Entries supplied:
=====

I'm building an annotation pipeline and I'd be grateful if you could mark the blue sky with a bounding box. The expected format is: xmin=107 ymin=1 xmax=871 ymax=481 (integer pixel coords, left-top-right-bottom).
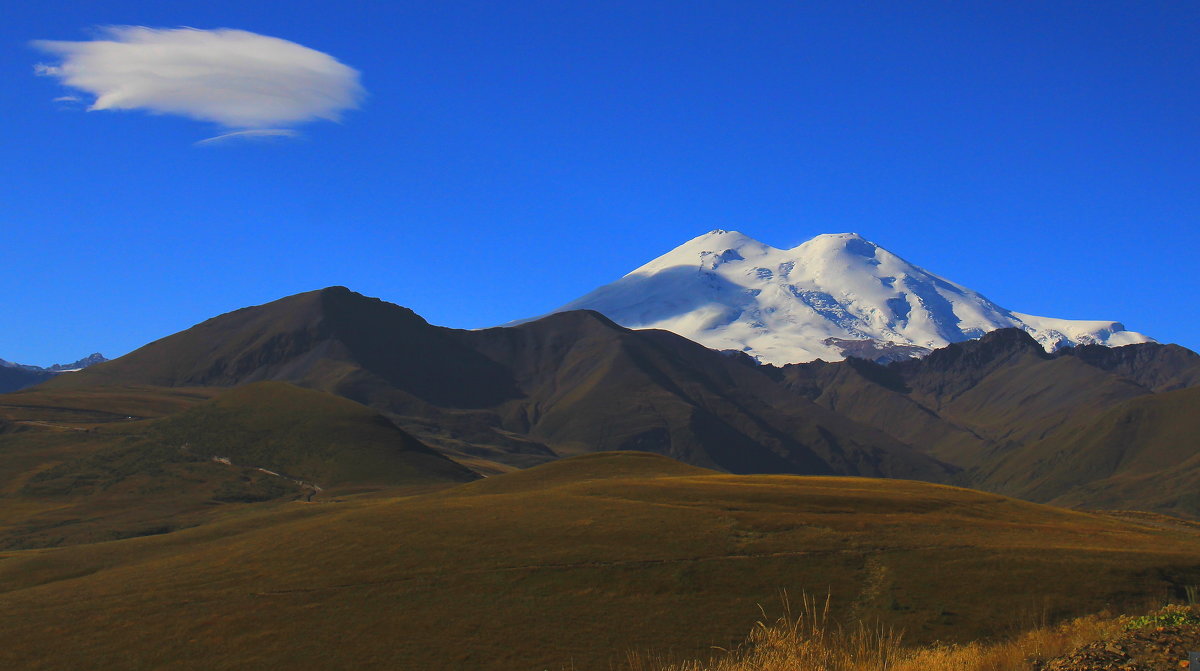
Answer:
xmin=0 ymin=0 xmax=1200 ymax=365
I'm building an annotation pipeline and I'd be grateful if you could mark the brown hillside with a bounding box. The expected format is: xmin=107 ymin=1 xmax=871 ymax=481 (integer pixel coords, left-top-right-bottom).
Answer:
xmin=0 ymin=454 xmax=1200 ymax=671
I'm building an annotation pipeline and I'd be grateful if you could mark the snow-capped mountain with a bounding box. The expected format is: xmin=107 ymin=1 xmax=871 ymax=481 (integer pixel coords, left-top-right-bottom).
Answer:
xmin=537 ymin=230 xmax=1153 ymax=364
xmin=0 ymin=352 xmax=108 ymax=394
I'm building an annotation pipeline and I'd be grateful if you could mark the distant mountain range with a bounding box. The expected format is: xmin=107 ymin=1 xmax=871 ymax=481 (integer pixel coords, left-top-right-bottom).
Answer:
xmin=43 ymin=287 xmax=1200 ymax=515
xmin=0 ymin=352 xmax=108 ymax=394
xmin=540 ymin=230 xmax=1153 ymax=365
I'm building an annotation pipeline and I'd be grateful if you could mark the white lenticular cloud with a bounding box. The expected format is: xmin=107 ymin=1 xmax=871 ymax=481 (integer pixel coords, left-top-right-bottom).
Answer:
xmin=34 ymin=26 xmax=365 ymax=129
xmin=196 ymin=128 xmax=300 ymax=145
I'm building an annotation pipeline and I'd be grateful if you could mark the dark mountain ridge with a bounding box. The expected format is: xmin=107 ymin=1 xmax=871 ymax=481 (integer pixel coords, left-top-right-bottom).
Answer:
xmin=37 ymin=287 xmax=1200 ymax=511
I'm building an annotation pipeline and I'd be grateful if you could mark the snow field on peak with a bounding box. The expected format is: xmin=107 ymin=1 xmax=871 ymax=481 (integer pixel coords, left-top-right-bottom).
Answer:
xmin=554 ymin=230 xmax=1151 ymax=364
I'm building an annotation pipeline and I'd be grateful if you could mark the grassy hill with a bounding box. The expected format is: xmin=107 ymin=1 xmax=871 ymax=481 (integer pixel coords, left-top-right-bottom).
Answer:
xmin=0 ymin=453 xmax=1200 ymax=670
xmin=0 ymin=382 xmax=478 ymax=547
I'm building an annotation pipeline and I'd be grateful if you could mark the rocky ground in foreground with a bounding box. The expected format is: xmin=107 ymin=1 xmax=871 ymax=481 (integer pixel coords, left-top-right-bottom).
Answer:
xmin=1032 ymin=622 xmax=1200 ymax=671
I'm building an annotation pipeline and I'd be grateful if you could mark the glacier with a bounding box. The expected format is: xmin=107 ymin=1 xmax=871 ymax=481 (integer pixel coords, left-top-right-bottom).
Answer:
xmin=537 ymin=229 xmax=1154 ymax=365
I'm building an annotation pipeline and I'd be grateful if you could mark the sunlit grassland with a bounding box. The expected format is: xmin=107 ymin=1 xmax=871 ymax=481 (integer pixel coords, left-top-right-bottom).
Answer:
xmin=0 ymin=453 xmax=1200 ymax=670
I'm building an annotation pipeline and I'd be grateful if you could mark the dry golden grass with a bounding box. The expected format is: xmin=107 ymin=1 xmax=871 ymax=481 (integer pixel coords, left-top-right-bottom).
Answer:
xmin=629 ymin=597 xmax=1124 ymax=671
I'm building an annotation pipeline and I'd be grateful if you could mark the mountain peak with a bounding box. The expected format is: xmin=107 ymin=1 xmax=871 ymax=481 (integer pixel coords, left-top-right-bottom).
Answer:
xmin=537 ymin=228 xmax=1151 ymax=364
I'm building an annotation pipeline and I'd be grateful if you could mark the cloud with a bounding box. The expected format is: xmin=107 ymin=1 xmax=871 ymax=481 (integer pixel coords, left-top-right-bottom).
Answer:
xmin=196 ymin=128 xmax=300 ymax=146
xmin=32 ymin=26 xmax=365 ymax=131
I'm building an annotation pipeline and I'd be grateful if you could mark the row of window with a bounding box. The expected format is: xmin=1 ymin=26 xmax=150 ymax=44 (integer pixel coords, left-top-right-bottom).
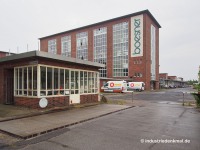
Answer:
xmin=48 ymin=22 xmax=129 ymax=77
xmin=134 ymin=73 xmax=142 ymax=77
xmin=14 ymin=65 xmax=99 ymax=97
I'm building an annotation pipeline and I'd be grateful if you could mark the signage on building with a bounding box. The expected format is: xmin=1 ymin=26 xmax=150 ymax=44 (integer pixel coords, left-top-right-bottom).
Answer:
xmin=131 ymin=15 xmax=143 ymax=57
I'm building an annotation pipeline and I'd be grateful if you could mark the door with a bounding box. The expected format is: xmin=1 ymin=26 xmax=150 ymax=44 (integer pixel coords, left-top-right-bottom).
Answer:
xmin=70 ymin=71 xmax=80 ymax=104
xmin=4 ymin=69 xmax=14 ymax=104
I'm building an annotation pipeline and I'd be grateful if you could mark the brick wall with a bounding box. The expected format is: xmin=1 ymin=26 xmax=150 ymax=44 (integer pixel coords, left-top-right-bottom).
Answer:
xmin=40 ymin=14 xmax=159 ymax=89
xmin=80 ymin=94 xmax=98 ymax=104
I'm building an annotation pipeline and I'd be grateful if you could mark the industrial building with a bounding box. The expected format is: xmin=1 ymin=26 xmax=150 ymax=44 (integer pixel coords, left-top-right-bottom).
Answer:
xmin=40 ymin=10 xmax=161 ymax=90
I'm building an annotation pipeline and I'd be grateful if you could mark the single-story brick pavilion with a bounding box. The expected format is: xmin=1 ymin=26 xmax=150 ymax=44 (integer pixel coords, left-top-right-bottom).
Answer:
xmin=0 ymin=51 xmax=104 ymax=108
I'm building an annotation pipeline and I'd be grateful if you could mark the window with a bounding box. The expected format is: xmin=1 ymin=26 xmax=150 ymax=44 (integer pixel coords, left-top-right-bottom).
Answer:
xmin=48 ymin=39 xmax=57 ymax=54
xmin=14 ymin=66 xmax=37 ymax=96
xmin=151 ymin=25 xmax=156 ymax=80
xmin=61 ymin=36 xmax=71 ymax=57
xmin=14 ymin=65 xmax=99 ymax=97
xmin=76 ymin=32 xmax=88 ymax=60
xmin=93 ymin=27 xmax=107 ymax=77
xmin=113 ymin=22 xmax=129 ymax=77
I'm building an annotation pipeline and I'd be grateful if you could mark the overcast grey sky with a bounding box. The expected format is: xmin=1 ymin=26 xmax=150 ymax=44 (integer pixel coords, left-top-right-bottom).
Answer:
xmin=0 ymin=0 xmax=200 ymax=80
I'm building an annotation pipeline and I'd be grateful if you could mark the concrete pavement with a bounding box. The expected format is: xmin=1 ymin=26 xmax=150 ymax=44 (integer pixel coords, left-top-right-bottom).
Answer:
xmin=0 ymin=104 xmax=133 ymax=139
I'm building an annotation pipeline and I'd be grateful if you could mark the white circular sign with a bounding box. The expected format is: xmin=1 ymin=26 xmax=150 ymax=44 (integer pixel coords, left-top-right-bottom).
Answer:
xmin=39 ymin=98 xmax=48 ymax=108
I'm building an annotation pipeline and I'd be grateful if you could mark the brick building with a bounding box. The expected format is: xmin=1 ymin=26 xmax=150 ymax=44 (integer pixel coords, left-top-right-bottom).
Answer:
xmin=159 ymin=73 xmax=187 ymax=88
xmin=40 ymin=10 xmax=161 ymax=90
xmin=0 ymin=51 xmax=14 ymax=58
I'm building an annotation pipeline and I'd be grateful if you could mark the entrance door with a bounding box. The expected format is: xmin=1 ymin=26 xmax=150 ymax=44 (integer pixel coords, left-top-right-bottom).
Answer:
xmin=70 ymin=71 xmax=80 ymax=104
xmin=4 ymin=69 xmax=14 ymax=104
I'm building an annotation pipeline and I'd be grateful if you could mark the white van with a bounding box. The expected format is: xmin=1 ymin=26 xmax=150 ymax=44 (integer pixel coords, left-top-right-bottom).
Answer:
xmin=127 ymin=82 xmax=145 ymax=92
xmin=101 ymin=81 xmax=127 ymax=93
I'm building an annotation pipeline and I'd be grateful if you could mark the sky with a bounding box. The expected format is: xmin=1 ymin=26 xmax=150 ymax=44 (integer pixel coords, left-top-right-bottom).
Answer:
xmin=0 ymin=0 xmax=200 ymax=81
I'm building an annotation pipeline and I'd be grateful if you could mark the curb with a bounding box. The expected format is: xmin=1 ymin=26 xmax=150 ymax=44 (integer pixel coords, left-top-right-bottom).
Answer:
xmin=0 ymin=103 xmax=99 ymax=122
xmin=0 ymin=106 xmax=135 ymax=140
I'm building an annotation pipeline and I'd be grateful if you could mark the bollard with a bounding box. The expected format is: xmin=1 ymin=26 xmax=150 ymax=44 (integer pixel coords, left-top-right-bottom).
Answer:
xmin=132 ymin=92 xmax=133 ymax=103
xmin=183 ymin=92 xmax=185 ymax=106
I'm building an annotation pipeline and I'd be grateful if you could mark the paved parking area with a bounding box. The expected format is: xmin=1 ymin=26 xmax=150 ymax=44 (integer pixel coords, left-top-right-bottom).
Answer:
xmin=0 ymin=104 xmax=131 ymax=139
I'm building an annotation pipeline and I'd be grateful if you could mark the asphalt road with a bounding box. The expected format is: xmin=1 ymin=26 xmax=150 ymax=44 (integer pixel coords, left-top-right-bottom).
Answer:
xmin=2 ymin=89 xmax=200 ymax=150
xmin=104 ymin=88 xmax=194 ymax=103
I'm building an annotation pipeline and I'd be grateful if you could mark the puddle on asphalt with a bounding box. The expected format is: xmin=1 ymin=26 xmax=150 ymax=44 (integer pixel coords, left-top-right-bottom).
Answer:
xmin=157 ymin=101 xmax=181 ymax=105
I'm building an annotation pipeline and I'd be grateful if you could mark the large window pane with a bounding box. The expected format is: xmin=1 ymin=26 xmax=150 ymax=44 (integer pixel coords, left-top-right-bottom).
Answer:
xmin=40 ymin=67 xmax=46 ymax=90
xmin=113 ymin=22 xmax=128 ymax=77
xmin=76 ymin=32 xmax=88 ymax=60
xmin=33 ymin=66 xmax=37 ymax=96
xmin=93 ymin=27 xmax=107 ymax=77
xmin=60 ymin=69 xmax=64 ymax=95
xmin=80 ymin=71 xmax=84 ymax=93
xmin=54 ymin=68 xmax=58 ymax=89
xmin=71 ymin=71 xmax=75 ymax=94
xmin=84 ymin=72 xmax=88 ymax=93
xmin=23 ymin=67 xmax=28 ymax=95
xmin=88 ymin=72 xmax=92 ymax=93
xmin=19 ymin=68 xmax=22 ymax=95
xmin=28 ymin=67 xmax=33 ymax=96
xmin=65 ymin=70 xmax=69 ymax=95
xmin=15 ymin=68 xmax=19 ymax=95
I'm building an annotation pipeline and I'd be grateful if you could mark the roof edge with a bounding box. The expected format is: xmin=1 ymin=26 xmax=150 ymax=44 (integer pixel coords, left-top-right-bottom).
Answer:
xmin=39 ymin=9 xmax=161 ymax=40
xmin=0 ymin=50 xmax=105 ymax=68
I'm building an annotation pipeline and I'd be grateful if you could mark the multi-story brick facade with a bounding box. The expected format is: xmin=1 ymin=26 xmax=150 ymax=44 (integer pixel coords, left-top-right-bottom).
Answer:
xmin=0 ymin=51 xmax=14 ymax=58
xmin=40 ymin=10 xmax=161 ymax=90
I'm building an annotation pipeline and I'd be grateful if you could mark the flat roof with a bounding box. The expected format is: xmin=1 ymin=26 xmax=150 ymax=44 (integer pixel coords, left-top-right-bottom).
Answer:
xmin=39 ymin=9 xmax=161 ymax=40
xmin=0 ymin=51 xmax=105 ymax=68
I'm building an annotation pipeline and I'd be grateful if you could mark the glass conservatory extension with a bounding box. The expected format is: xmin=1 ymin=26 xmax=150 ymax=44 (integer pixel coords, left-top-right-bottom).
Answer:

=====

What is asked: Copy these lines word for word, starting at the line that contains "the snow field" and ending at the line that contains "xmin=0 ymin=382 xmax=478 ymax=547", including both of those lines.

Response to the task:
I'm building an annotation pipeline and I'd be grateful if you could mark the snow field on peak with a bounding box. The expected format is: xmin=107 ymin=1 xmax=871 ymax=481 (integer pixel coords, left-top-right-bottom).
Answer:
xmin=554 ymin=230 xmax=1151 ymax=364
I'm building an annotation pipeline and I'd be grateful if you could mark the grassy hill with a bounding box. The expected format is: xmin=107 ymin=1 xmax=871 ymax=481 (integer pixel coords, left-top-right-bottom).
Answer:
xmin=0 ymin=453 xmax=1200 ymax=670
xmin=0 ymin=382 xmax=478 ymax=547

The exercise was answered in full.